# Task A:
Pick out and copy every line in the entries below that contains the string "front". Case counts.

Line 124: comment to ‘angular offset’: “is this offset calibrated periodically? or is the mount that stable?”
A: it was our underlying assumption that the amount is fixed and stable. We have measured in the years a few times this angle. This can be done by on clear nights, when both ICC7 and ICC8 ‘see’ stars. From the separation of the stars we can determine this ‘angular separation’. We have not observed any deviation to the assumed angular value – but we admit that we didn’t do this measurements in a systematical way. The manuscript was not modified :
“During the operational period of the cameras, this angular offset was derived several times from measurements and confirmed to be stable.”
Formula 2, page 7: “best explain also what v_Lens means”
A: agreed, we added “vLens(λ) represents the direction of the diffracted light in respect of the lens for each wavelength”
Line 133: replace ‘on the grating’ by “on and in the plane of the grating”
OK: agreed, done.
Line 137: comment on ‘diffraction vector’: please explain with a picture
A: agreed that this is a bit misleading. What we name here the diffraction vector is the v(lambda).
We have updated the manuscript as follows:
“With the information from ICC9, especially the right ascension and declination of the meteor, the zero-order, for each indi-
vidual frame, this diffraction vector vLens(λ) for any wavelength λ can be calculated.”Line 153: comment to ‘boresight angle: this is the angle that the z-axis of the grating is tilted?
A: yes, we added “The boresight angle , the angle that the z–axis of the grating is tilted, allows f…” to the manuscript.
Line 161: reviewer proposes to replace by “is it not better to state that this follows
from the focal length and pixelsize?”A: good point from the reviewer, however, there are two different implementations that should lead, of course, to the same results. We have currently implemented the algorithm assuming the |z|=1, and propose not to modify the manuscript for this reason.
Line 163: add “in the CCD frame” to the sentence
A: agreed and done
Page 8, footnote one: complete
A: done
Line 187: “when compared to the spectra provided in CALSPEC or Hyperleda: “It would be interesting to report on the outcome or include a picture with the results.”
A: We are not sure if this would really fit inside this paper. It might even justify a conference paper … let’s see.
Anyhow, if the reviewer would like to see an example, we provide on of the images here. Please see the two images attached:
Answer2Reviewer_Picture2 and Answer2Reviewer_Picture3
Spectra of bright stars Deneb (left) and Castor (right). Top: Observed spectrum before sensitivity calibration. Bottom:
Spectrum after the complete spectral calibration (instrument sensitivity and atmospheric extinction). In red, the reference spectrum of
Elnath outside of atmosphere (Hyper Leda catalogue). In blue, observed spectra.
Page 10, formula (5) “In note that the effect of Aerosols is not considered (as described
in Vicinanza 2021. What is the reason for this?”A: We confirm that the algorithm we apply is not different in any way that to the algorithm described in the Vicinanza2021 paper. We have forgotten to mention it: our apologies. We have correct the equation 5 and added text in the section to explain the AOT.

# Task input:
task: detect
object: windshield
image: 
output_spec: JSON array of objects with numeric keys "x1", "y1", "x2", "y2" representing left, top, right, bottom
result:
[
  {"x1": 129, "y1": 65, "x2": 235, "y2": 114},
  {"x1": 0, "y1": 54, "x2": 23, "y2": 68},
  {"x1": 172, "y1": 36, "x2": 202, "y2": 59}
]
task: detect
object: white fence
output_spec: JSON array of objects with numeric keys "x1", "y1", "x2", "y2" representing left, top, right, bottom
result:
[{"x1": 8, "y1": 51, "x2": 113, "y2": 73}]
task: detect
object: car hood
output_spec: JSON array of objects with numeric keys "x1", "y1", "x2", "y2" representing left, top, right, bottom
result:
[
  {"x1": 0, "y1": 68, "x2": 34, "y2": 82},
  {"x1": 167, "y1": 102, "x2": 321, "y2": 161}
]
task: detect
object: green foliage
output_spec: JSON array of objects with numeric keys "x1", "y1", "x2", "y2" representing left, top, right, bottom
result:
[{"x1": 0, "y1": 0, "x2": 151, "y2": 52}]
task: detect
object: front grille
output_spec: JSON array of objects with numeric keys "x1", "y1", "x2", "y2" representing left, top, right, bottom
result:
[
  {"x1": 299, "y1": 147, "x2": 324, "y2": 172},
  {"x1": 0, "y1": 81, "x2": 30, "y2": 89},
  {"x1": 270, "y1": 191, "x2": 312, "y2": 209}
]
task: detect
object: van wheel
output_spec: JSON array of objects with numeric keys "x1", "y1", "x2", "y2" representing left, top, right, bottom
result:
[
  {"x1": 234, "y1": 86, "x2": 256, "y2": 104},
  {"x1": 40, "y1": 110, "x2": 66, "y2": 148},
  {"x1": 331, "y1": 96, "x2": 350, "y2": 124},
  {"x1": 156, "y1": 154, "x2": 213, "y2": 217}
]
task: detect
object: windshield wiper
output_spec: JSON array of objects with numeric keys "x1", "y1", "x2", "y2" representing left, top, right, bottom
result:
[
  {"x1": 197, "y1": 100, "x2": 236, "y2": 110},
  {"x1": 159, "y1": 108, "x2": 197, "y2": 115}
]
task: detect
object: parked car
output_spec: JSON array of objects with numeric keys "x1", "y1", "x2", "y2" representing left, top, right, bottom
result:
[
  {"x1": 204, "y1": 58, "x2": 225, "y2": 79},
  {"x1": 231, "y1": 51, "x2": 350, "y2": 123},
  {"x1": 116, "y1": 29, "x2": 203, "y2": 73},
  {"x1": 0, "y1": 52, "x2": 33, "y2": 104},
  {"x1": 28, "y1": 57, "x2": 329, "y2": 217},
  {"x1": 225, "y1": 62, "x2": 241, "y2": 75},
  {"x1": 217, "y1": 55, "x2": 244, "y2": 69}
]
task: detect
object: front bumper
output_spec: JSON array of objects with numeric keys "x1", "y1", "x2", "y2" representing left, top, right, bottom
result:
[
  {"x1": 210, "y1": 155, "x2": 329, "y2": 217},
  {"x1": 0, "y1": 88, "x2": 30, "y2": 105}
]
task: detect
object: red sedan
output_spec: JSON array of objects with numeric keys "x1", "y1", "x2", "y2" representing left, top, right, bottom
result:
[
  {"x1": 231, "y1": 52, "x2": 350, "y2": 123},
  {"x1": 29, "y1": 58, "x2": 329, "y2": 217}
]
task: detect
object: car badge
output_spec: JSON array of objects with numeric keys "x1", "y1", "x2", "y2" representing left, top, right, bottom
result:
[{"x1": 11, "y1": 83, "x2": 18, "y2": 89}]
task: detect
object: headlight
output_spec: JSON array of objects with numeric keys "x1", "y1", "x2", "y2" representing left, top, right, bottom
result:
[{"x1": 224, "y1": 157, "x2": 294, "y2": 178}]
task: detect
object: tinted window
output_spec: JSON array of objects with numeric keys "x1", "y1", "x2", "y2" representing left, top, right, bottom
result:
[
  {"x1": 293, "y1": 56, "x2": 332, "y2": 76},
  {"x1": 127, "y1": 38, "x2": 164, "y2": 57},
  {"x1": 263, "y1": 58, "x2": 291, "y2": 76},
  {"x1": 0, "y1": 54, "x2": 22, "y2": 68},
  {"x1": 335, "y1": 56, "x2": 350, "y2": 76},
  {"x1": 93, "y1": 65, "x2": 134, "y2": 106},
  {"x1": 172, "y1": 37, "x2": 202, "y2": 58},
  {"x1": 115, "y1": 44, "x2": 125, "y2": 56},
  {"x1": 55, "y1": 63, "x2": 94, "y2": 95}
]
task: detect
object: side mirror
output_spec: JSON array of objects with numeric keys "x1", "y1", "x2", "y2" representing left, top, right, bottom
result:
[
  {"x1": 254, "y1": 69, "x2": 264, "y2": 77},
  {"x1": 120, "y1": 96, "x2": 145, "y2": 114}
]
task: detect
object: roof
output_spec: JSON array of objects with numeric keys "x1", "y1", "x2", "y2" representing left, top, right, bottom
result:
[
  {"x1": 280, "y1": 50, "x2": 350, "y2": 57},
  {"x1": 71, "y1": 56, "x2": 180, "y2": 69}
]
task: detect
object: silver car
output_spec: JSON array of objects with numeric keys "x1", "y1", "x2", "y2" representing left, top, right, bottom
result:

# Task B:
Duplicate the passage of the reviewer-response text above, from "A: We are not" up to and including "blue, observed spectra.".

# Exercise response A:
object: front grille
object: front bumper

# Exercise response B:
A: We are not sure if this would really fit inside this paper. It might even justify a conference paper … let’s see.
Anyhow, if the reviewer would like to see an example, we provide on of the images here. Please see the two images attached:
Answer2Reviewer_Picture2 and Answer2Reviewer_Picture3
Spectra of bright stars Deneb (left) and Castor (right). Top: Observed spectrum before sensitivity calibration. Bottom:
Spectrum after the complete spectral calibration (instrument sensitivity and atmospheric extinction). In red, the reference spectrum of
Elnath outside of atmosphere (Hyper Leda catalogue). In blue, observed spectra.